> _WORK INSTRUCTIONS_
State how many lines in the records below contain the word "uniform". Give only the number.

> _SUPPLIED ENTRIES_
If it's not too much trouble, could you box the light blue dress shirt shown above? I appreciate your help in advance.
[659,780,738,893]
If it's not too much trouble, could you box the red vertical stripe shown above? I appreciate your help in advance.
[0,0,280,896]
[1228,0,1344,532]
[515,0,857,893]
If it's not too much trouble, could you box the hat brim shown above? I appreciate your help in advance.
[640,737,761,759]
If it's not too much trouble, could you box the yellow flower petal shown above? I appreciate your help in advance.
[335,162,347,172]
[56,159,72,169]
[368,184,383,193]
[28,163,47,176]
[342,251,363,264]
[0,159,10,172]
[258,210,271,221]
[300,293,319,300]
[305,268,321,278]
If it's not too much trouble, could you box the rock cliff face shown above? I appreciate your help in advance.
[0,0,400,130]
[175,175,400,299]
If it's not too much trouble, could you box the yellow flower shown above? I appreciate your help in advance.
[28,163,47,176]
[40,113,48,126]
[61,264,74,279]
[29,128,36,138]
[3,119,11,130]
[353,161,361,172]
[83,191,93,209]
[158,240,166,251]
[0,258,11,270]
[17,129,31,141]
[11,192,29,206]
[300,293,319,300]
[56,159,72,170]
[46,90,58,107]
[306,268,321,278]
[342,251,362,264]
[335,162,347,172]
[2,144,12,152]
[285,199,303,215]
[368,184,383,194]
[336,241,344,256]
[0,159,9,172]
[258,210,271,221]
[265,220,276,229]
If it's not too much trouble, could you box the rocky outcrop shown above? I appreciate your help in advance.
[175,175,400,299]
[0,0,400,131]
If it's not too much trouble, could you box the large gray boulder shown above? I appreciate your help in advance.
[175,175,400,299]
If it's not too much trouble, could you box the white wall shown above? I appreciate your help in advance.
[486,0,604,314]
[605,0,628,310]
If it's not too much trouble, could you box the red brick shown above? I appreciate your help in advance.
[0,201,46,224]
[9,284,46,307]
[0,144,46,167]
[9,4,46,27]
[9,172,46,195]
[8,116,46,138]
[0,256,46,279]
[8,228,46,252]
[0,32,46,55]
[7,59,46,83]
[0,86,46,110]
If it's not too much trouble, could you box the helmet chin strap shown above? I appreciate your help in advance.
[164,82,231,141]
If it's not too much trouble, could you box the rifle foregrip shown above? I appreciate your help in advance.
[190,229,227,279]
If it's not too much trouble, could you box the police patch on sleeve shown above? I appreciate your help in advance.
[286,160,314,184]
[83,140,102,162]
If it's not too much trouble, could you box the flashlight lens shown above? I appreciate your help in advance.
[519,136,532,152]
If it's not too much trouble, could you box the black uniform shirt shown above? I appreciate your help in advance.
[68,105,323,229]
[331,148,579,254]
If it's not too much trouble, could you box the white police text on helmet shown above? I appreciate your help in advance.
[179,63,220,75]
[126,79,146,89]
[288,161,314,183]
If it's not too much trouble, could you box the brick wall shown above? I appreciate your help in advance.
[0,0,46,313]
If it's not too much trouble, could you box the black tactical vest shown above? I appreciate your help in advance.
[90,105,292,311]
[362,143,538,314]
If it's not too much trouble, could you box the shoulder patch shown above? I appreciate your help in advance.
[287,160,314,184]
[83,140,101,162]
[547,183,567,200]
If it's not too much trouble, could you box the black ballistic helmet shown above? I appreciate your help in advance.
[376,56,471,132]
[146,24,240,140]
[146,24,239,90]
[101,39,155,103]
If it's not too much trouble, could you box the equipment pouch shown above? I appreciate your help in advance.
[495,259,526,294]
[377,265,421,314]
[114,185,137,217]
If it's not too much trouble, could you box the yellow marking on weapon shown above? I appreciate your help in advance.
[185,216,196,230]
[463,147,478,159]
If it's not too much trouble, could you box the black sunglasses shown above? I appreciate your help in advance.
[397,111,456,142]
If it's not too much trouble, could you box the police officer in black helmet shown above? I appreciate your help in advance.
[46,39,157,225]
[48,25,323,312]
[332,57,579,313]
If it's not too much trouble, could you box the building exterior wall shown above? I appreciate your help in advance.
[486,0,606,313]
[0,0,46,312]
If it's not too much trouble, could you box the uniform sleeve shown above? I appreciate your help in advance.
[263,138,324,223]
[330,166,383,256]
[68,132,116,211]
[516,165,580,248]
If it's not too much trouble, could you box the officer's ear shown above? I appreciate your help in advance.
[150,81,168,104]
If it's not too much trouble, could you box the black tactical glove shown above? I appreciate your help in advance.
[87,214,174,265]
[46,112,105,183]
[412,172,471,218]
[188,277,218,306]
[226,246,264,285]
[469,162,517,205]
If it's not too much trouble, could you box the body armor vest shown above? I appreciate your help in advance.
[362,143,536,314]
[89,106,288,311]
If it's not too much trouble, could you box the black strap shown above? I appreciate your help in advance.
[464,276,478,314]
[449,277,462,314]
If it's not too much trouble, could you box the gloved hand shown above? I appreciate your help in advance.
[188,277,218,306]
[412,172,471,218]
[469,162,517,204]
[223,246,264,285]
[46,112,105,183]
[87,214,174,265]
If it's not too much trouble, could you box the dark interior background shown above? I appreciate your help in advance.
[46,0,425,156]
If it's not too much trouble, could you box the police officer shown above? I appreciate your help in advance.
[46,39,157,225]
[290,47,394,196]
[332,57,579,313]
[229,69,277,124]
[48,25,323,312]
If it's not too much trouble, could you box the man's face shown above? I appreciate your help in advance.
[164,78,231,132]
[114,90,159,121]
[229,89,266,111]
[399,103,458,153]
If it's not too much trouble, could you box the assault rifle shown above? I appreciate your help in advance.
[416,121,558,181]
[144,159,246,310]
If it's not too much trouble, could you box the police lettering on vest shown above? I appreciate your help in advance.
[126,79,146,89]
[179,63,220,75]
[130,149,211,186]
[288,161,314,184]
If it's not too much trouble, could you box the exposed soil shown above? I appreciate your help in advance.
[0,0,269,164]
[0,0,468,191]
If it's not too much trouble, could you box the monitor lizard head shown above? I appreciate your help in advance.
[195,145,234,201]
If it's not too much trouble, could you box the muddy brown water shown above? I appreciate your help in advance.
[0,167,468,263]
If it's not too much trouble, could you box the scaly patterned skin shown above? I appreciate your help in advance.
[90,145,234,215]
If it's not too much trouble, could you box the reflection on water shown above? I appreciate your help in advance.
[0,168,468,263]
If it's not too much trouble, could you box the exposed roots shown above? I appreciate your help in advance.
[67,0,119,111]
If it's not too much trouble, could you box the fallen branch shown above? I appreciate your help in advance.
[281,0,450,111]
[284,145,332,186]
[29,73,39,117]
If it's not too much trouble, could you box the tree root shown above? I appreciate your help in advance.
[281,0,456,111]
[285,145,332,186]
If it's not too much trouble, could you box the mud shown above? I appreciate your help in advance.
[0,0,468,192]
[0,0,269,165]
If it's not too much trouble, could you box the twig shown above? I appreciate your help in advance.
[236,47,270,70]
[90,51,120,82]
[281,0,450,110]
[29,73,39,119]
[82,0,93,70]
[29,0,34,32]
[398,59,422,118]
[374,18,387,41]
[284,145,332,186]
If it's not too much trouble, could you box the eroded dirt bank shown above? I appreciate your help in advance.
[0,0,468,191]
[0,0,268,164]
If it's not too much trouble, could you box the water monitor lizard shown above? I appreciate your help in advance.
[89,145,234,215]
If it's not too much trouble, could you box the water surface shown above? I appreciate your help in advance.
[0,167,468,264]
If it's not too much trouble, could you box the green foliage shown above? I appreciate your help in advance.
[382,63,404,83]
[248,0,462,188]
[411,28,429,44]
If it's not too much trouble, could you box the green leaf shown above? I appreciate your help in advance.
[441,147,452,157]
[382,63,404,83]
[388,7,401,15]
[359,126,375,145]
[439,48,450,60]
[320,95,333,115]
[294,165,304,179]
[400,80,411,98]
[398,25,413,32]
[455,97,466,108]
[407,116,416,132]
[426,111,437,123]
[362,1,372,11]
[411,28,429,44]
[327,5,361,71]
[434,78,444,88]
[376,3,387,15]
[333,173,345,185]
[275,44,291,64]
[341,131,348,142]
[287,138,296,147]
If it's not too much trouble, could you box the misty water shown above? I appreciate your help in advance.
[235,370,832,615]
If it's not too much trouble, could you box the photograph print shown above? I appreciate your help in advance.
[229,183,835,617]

> _WRITTEN SOLUTION_
2